In the blog post about a cleanse, what nickname did the writer get while Enrique was sick?

__Text provided__:

◆ ◆ ◆ ◆ ◆ ◆ ◆

Sunday, March 18, 2012

Swaha!

Last weekend I decided I was ready for a cleanse! I was so ready I gathered up all my cleansing foods and herbs and containers, I checked my schedule and had 10 great days to do it, I wrote a list and a chart and got a great 3.5 days into it. Then it totally fell apart and I find it so very interesting.

The first three days I had a regular schedule with even some extra free time because the skiing sucked. Day four was a much different story: I had to work at Targhee. I thought I was well-prepared for that. I had a green smoothie (with no sweeetner) and some goji berries and 4 thermoses of tea and 2 water bottles. I drank all the tea, ate all the goji berries, drank 1.25 water bottles and some of my green smoothie. That was the problem. The green smoothie was so bitter it made me gag to drink it. Then the catered Targhee lunches came. I put mine in my bag, thinking I would eat it next week after my cleanse was over. But I was hungry. Then the crankiness started setting in. While looking for a bandaid, I noticed a Kate’s Real Food bar in my bag. I put it in my pocket and went for a short walk. Then I ate it while looking out the window at skiers on the slushy snow. Then I went upstairs and proceeded to eat all of my lunch (except the turkey because I don’t know where it came from). It was conscious eating, although I did realize that by eating one thing, I was very excited and interested in eating more. 

But I digress. What was most interesting to me was the change in my psyche after eating. Surely, I had a gut ache from eating Targhee food, but after that, and even underneath that, I had a conversation with myself. Myself said, “Stop trying so hard.” Now, that can be interpreted many ways, but I know what it meant. It meant that just because you hear someone say that most people’s livers and digestion are all fekakteh, that doesn’t mean you necessarily. It might include you, and it also might not include you. And even more essentially, “Stop trying so hard” said to me, “Please relax. Please release. Please stop trying to “do something” all the time. Just be.” 

This was apparent to me at another time recently; I was so frustrated that I got stuck in the snow in our driveway, so worried that my housesitter Sara would get stuck, so worried about coming home and getting stuck or ruining my car, and then worried about Dave getting stuck when he came home, worried, worried, worried ad infinitum. 

And so, I made phone calls, asked questions, sent emails, fretted, thought, wondered, meditated, prayed, pondered. Then when I did get a good idea (a mixture of ideas from all of my inquiries), I promptly went to ACE, bought sand and salt, spread it out, and chipped away three times in 24 hours. As I was chipping, I realized how much better I felt. It was then that I realized my need to “do.” Surely, the driveway/ice situation would have been rectified in one way or another (and it was, as it turned out, the weather turned so warm that now, less than a week later, the entire driveway is either mud or puddle), but I could not be at peace until I was doing something to help it along.

This reminds me of when Enrique was sick and I would constantly bring him water or tuna juice or yogurt or make a bed or sing to him or look for him or pet his paw or stare at him or sit near him or something, anything, something! My nickname became “The Hovercraft” and one day, when I was especially heartbroken and frustrated, Dave said to me, “I understand. You just want to do something because you know that you really can’t do anything.”

◆ ◆ ◆ ◆ ◆ ◆ ◆

__Extracted records__:
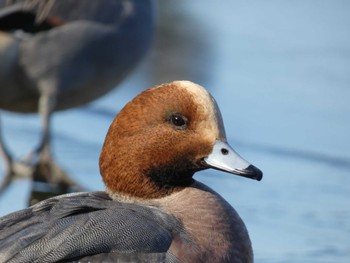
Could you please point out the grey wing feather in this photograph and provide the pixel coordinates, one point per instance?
(77, 225)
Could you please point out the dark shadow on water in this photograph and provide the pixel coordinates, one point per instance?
(308, 156)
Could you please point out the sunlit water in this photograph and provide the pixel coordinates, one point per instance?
(280, 71)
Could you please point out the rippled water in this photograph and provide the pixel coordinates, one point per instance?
(280, 71)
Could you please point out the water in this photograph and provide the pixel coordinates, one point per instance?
(280, 71)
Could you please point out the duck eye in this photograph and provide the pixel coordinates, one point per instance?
(178, 120)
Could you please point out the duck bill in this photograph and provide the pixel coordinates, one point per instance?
(224, 158)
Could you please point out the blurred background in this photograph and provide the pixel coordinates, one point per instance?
(280, 72)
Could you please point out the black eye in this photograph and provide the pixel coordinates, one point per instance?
(178, 120)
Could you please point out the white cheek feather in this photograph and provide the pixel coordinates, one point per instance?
(201, 96)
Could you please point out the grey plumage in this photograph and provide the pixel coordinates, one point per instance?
(55, 55)
(83, 226)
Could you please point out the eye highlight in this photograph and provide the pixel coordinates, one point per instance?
(178, 120)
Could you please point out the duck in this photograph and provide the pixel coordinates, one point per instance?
(55, 55)
(152, 209)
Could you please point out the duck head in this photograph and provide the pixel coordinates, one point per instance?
(161, 138)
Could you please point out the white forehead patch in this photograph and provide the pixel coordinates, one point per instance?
(203, 97)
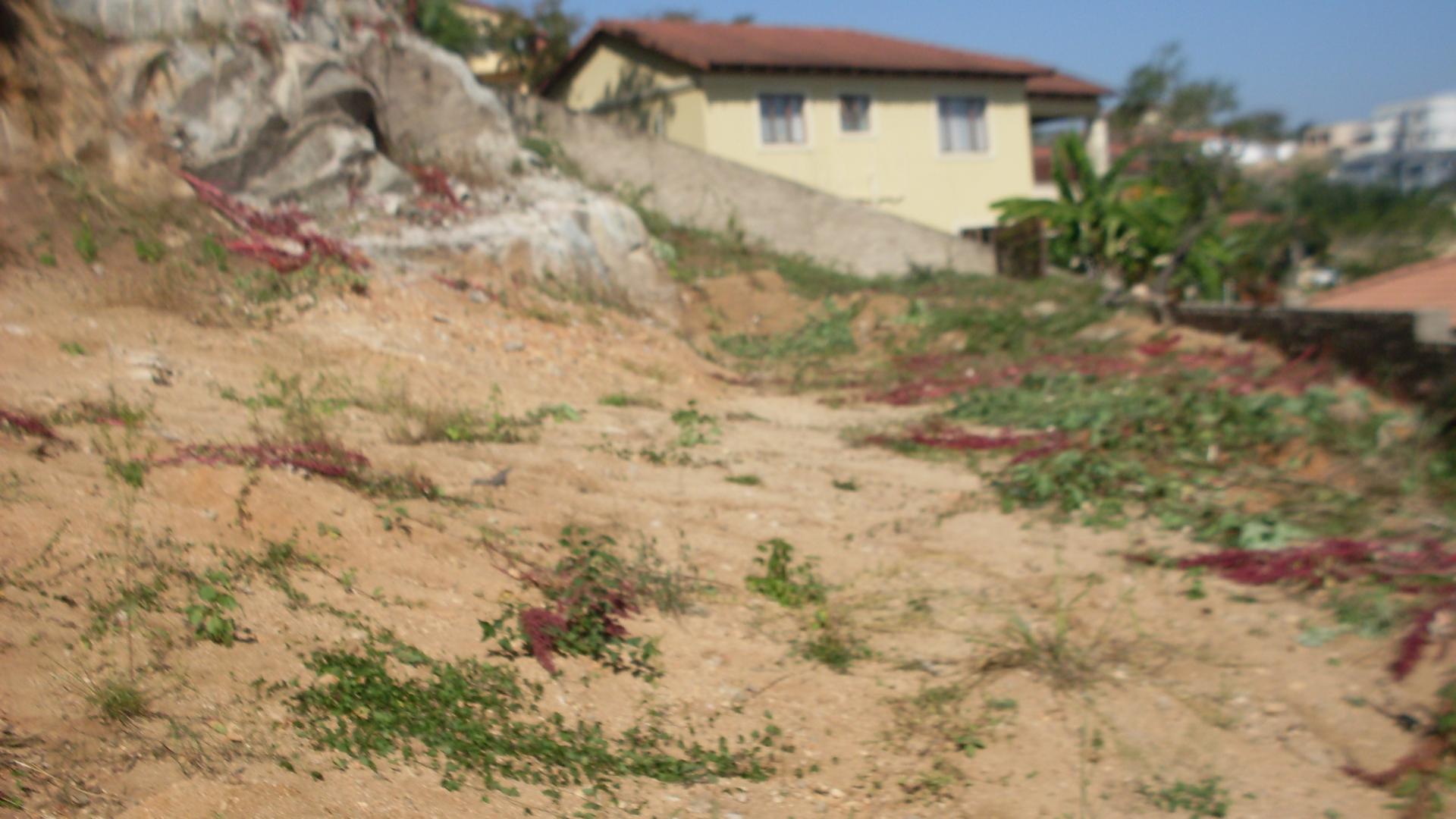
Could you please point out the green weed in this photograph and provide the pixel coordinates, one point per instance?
(788, 585)
(629, 400)
(1207, 798)
(588, 594)
(820, 337)
(695, 428)
(833, 643)
(209, 617)
(472, 720)
(118, 700)
(149, 251)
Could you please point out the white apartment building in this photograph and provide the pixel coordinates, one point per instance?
(1416, 126)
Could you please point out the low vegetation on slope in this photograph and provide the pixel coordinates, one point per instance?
(1292, 471)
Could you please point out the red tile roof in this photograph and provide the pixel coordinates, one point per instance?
(1065, 85)
(727, 47)
(1423, 286)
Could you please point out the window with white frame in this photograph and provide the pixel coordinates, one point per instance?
(781, 118)
(963, 124)
(854, 112)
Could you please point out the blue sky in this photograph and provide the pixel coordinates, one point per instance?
(1312, 58)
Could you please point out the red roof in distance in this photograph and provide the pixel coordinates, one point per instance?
(1065, 85)
(727, 47)
(1423, 286)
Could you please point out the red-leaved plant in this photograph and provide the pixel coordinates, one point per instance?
(587, 595)
(1427, 573)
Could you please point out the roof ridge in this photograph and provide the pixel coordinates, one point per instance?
(1395, 275)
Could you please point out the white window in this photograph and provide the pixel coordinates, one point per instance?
(854, 112)
(963, 124)
(781, 117)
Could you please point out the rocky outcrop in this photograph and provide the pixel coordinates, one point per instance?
(337, 108)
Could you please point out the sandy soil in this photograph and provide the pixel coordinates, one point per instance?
(925, 567)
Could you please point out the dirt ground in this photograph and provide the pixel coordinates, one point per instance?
(1165, 687)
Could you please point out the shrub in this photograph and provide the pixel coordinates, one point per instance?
(788, 585)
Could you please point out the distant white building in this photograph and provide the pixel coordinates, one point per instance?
(1417, 126)
(1410, 145)
(1250, 152)
(1335, 139)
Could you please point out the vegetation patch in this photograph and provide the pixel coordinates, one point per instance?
(479, 723)
(820, 337)
(1196, 800)
(118, 700)
(783, 582)
(629, 400)
(588, 595)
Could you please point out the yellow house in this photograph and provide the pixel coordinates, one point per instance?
(928, 133)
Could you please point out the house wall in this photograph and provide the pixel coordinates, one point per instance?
(695, 188)
(1410, 352)
(899, 167)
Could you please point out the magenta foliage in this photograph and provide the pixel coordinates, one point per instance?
(318, 458)
(541, 629)
(435, 183)
(267, 229)
(1426, 570)
(28, 425)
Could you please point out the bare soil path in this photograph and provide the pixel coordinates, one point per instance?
(1014, 668)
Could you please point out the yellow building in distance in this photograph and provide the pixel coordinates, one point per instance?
(928, 133)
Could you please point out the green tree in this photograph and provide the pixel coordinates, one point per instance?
(535, 42)
(1114, 226)
(441, 22)
(1159, 95)
(1092, 222)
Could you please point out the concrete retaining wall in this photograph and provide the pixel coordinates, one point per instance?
(1408, 352)
(705, 191)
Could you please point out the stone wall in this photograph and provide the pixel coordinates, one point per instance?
(705, 191)
(1410, 352)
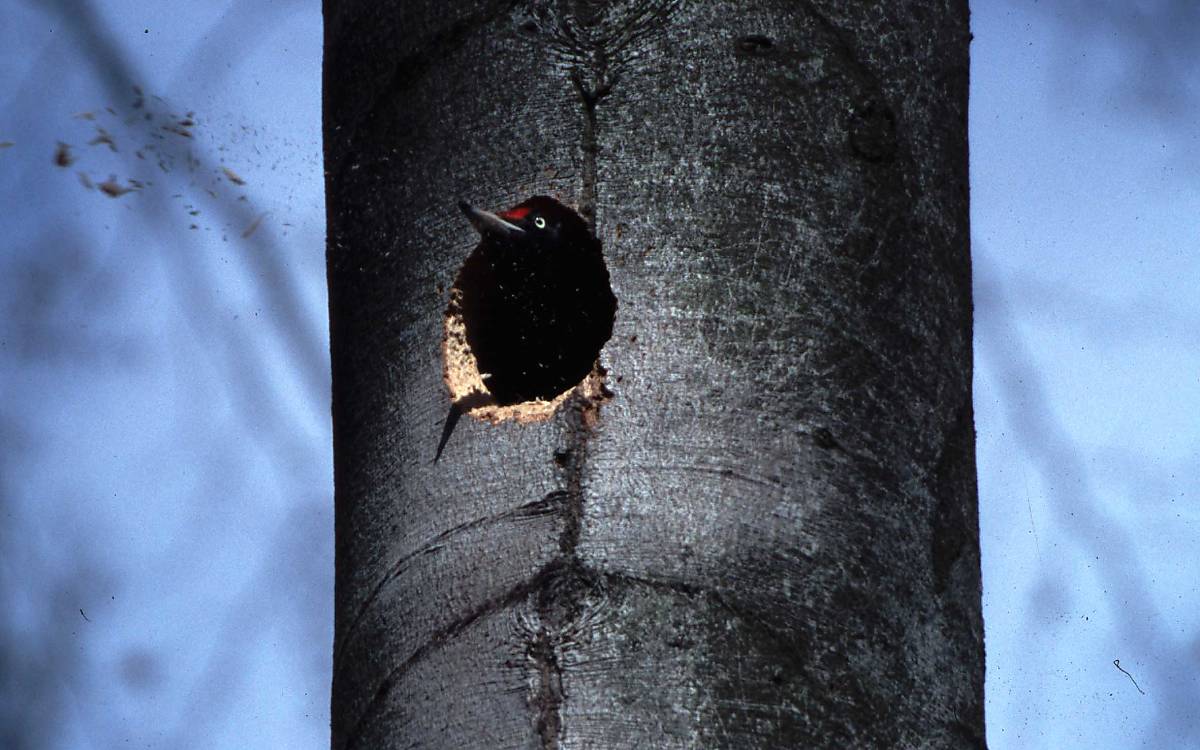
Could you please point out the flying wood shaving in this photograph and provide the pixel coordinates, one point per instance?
(63, 155)
(253, 226)
(178, 131)
(112, 189)
(103, 137)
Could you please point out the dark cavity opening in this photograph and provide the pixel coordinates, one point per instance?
(537, 305)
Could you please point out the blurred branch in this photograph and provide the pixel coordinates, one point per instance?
(1030, 415)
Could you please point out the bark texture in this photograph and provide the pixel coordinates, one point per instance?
(767, 535)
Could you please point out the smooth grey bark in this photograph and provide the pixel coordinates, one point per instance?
(767, 535)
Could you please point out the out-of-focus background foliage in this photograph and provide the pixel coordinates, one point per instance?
(166, 499)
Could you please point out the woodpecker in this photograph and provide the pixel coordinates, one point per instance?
(537, 303)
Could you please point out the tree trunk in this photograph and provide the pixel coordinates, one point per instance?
(760, 529)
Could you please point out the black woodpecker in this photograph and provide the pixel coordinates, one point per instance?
(537, 303)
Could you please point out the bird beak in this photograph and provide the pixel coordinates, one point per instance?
(490, 223)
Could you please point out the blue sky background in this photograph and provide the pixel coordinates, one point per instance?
(166, 547)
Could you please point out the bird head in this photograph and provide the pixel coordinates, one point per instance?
(538, 221)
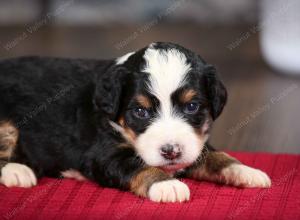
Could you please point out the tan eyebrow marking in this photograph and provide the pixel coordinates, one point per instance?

◆ ◆ ◆ ◆ ◆ ◆ ◆

__Result for this exercise__:
"The Hovercraft."